▶ _Objective_
Find the line containing "# test: locate points for every instance of the basket", then output it and every line after it through the end of the listing below, exactly as written.

** begin Record excerpts **

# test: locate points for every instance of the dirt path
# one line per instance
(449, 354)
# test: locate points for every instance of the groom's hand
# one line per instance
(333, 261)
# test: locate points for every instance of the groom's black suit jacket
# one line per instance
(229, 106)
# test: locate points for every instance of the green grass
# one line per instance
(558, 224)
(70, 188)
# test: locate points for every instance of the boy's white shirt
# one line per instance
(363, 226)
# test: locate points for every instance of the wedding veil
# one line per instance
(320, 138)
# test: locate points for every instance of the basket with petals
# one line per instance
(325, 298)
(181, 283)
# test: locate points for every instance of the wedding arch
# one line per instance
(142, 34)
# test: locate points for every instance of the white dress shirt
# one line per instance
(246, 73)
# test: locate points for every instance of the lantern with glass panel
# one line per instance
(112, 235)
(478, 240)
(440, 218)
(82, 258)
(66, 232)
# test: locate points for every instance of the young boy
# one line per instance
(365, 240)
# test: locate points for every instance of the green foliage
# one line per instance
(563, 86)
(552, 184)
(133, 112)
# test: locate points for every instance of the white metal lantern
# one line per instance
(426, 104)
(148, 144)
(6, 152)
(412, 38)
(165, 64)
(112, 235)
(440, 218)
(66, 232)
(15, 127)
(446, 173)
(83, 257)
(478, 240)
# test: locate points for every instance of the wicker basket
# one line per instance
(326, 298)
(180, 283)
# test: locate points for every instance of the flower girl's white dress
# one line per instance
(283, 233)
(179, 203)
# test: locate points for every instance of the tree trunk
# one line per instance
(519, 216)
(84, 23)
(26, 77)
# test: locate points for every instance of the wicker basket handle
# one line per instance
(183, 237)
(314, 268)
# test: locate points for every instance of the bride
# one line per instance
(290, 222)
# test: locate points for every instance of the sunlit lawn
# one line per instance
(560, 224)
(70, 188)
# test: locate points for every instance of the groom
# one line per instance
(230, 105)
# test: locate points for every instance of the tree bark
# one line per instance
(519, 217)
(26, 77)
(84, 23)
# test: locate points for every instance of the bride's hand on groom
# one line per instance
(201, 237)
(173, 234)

** end Record excerpts **

▶ _Exercise solution_
# test: locate points for every instance of the basket with petals
# one line per instance
(325, 298)
(181, 283)
# test: locate points for every instance of the wedding arch
# one line per instance
(142, 34)
# test: locate points for every instance of the white dress shirt
# one line per instance
(246, 73)
# test: locate points for every instance of the lantern with glass panel
# one line per instance
(112, 235)
(478, 240)
(440, 218)
(82, 258)
(66, 232)
# test: locate points for every instance of the young boy
# one line per instance
(365, 240)
# test: locate points for every instance of the green foliage
# one line per instance
(563, 86)
(552, 184)
(133, 112)
# test: locate points for every instance of the white metal lantern
# one line per instance
(426, 104)
(148, 144)
(6, 152)
(412, 38)
(165, 64)
(112, 235)
(440, 218)
(66, 232)
(15, 127)
(446, 173)
(83, 257)
(478, 240)
# test: locate points for every instance of the wicker basket
# one line per instance
(326, 298)
(180, 283)
# test: locate points for every instance of the flower girl's white dress
# one line per instance
(283, 233)
(179, 203)
# test: locate points for every instance of the tree trunk
# one line per instance
(519, 216)
(84, 23)
(26, 77)
# test: locate points for every instance of the wicker basket handle
# one line per instance
(183, 237)
(314, 268)
# test: locate points for every instance of the bride
# one line per instance
(290, 222)
# test: locate points for every instance of the sunlit lawn
# one line per instance
(560, 224)
(70, 188)
# test: locate points for every instance of the groom
# one line per instance
(230, 105)
# test: locate points for every instance of the tree bark
# one line per instance
(519, 217)
(26, 77)
(84, 23)
# test: locate points for every instance of the bride's hand on groom
# one line per instance
(201, 237)
(173, 234)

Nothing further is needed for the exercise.